Positieannotaties
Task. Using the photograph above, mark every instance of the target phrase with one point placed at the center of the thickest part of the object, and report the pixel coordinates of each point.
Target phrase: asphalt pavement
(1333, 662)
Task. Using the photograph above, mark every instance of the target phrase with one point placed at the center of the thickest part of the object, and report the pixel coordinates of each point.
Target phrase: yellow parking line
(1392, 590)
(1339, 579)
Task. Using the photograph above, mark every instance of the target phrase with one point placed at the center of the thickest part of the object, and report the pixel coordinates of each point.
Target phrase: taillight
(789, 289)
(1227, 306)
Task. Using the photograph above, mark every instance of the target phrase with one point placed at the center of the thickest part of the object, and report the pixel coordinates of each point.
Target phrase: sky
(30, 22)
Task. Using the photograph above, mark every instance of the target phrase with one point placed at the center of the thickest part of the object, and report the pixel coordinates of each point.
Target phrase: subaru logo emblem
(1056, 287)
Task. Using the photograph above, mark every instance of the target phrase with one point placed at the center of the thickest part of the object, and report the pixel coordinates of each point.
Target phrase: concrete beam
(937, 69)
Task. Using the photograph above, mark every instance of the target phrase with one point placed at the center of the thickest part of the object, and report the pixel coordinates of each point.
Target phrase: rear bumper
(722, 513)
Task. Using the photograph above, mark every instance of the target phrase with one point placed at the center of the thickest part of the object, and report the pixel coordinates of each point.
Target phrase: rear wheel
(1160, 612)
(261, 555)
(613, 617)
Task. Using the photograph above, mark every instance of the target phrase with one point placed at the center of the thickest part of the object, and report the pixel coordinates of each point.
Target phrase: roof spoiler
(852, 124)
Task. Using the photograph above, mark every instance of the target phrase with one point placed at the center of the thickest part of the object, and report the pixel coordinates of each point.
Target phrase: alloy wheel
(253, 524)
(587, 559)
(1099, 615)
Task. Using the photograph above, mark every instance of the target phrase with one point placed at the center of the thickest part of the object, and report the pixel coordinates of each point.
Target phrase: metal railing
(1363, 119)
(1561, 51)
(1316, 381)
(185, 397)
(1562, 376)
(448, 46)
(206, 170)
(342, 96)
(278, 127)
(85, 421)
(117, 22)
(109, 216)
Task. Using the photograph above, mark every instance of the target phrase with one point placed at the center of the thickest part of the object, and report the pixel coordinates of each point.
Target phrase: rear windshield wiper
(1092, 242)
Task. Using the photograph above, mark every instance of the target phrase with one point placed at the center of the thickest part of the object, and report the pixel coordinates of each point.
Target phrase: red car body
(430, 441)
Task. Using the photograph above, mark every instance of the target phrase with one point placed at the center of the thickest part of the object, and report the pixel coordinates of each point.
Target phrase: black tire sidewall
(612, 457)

• [Gestelde opdracht]
Zet de regels vanaf het begin van het materiaal tot en met de regel met "(1339, 579)" om in een genummerde lijst. Laat lege regels weg.

• [Uitwerking]
1. Task. Using the photograph above, mark every instance of the target phrase with one point placed at the center of the thickest part of the object, and report the pixel coordinates of each point.
2. Target phrase: asphalt pavement
3. (1333, 662)
4. Task. Using the photograph above, mark every instance of the target phrase with one point placed at the center of the thickest part of the object, and report the pixel coordinates of each point.
5. Target phrase: yellow parking line
6. (1392, 590)
7. (1339, 579)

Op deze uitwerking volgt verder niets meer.